| YOUR INSTRUCTIONS |
When a line of the material has the word "model" in it, copy that line.

| PROVIDED MATERIAL |
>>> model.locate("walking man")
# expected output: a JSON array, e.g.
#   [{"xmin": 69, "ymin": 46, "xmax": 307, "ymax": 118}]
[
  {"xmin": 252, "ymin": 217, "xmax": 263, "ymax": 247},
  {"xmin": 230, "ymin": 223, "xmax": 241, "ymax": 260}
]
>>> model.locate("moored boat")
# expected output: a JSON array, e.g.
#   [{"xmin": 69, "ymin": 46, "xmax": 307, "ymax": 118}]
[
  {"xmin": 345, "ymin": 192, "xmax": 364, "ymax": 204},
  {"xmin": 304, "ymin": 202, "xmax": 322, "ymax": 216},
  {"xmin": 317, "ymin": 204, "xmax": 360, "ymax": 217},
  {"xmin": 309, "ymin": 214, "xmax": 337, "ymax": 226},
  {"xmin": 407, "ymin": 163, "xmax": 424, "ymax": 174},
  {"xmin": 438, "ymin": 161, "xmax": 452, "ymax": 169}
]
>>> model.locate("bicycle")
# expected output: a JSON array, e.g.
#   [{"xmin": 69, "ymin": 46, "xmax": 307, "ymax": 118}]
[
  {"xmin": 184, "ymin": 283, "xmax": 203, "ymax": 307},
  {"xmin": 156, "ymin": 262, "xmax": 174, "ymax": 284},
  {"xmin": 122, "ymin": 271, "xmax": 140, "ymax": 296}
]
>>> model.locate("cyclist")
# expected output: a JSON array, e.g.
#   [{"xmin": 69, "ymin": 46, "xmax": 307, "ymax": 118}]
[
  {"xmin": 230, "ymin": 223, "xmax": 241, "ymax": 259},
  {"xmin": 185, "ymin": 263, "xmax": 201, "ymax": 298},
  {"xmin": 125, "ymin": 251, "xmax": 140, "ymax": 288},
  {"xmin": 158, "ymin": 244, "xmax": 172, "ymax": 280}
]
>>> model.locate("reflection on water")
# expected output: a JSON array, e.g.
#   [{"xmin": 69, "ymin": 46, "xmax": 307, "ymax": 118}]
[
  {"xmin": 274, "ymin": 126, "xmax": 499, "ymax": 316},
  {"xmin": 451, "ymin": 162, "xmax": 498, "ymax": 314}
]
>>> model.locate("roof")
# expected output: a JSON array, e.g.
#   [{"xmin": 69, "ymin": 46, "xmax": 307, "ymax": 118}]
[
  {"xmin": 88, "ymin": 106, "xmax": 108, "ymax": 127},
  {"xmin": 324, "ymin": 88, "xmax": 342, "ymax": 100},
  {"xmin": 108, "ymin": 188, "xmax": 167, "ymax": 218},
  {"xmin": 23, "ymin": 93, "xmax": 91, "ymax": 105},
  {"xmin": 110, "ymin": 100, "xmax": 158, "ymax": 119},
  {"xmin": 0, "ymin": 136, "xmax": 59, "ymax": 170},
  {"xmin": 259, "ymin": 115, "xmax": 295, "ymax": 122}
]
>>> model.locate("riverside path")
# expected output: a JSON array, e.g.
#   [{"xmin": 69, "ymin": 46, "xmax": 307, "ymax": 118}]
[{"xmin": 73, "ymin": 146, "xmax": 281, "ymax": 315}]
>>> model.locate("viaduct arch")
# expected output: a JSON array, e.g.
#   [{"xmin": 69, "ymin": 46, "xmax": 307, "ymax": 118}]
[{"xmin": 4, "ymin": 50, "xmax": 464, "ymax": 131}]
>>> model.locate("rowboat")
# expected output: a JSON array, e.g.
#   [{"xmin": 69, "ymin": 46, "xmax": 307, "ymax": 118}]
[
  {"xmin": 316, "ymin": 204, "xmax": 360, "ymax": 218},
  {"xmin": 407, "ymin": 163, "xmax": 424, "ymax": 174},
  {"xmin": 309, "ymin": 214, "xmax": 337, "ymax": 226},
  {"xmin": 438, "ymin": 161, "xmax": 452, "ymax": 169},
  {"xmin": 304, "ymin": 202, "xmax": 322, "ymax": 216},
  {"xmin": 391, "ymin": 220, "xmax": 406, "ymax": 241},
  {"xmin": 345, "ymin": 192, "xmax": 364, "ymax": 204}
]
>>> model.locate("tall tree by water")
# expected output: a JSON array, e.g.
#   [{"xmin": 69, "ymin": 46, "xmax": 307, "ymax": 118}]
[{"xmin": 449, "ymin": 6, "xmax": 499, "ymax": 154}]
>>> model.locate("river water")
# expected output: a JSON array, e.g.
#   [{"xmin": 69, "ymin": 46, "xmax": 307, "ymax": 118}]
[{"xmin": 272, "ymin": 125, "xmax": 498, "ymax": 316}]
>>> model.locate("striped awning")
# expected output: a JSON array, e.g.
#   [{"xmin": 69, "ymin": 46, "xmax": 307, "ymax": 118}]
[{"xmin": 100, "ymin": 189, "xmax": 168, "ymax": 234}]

| TASK OUTPUT |
>>> model.locate("walking man")
>>> model.locate("moored boat")
>>> model.locate("bicycle")
>>> model.locate("cyclist")
>>> model.locate("reflection on water")
>>> model.locate("roof")
>>> model.locate("riverside path")
>>> model.locate("viaduct arch")
>>> model.locate("rowboat")
>>> model.locate("tall tree by water")
>>> model.locate("river water")
>>> model.locate("striped awning")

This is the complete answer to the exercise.